▶ TASK ITEM
The pictures in the data below are to be omitted; all else must be duplicated exactly.

▶ DATASET EXCERPTS

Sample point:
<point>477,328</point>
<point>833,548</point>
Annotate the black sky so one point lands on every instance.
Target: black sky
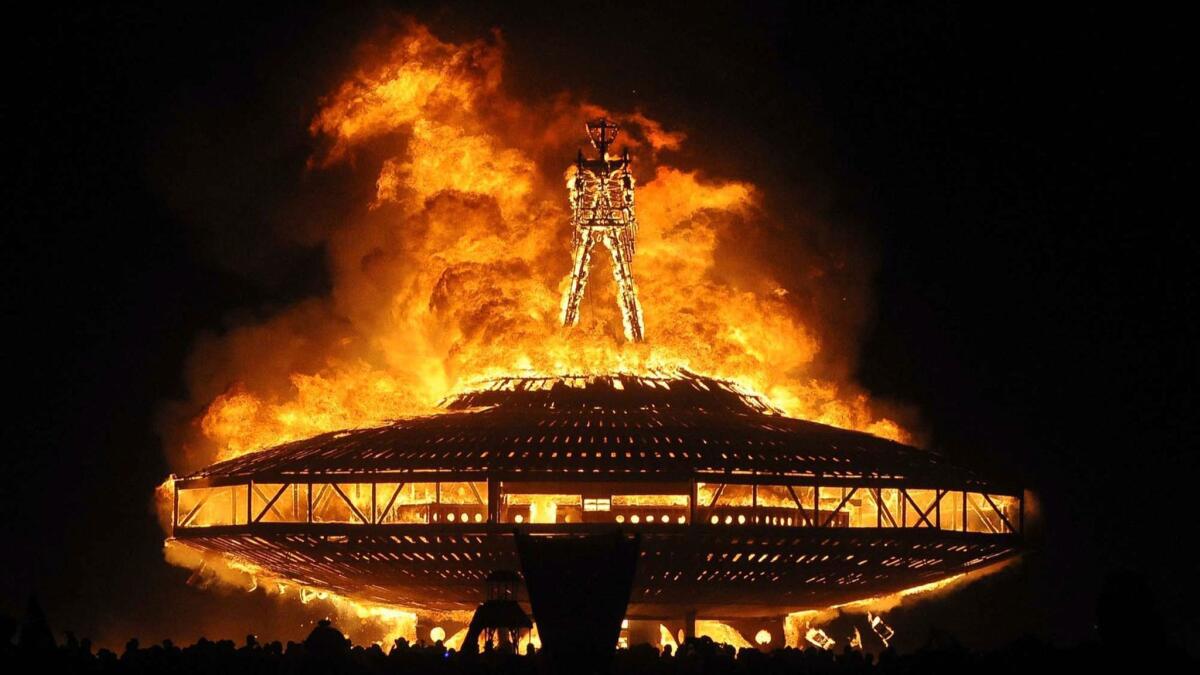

▶ EXERCISE RESPONSE
Sample point:
<point>477,328</point>
<point>833,548</point>
Annotate the black sky so one point lands on every instance.
Target: black sky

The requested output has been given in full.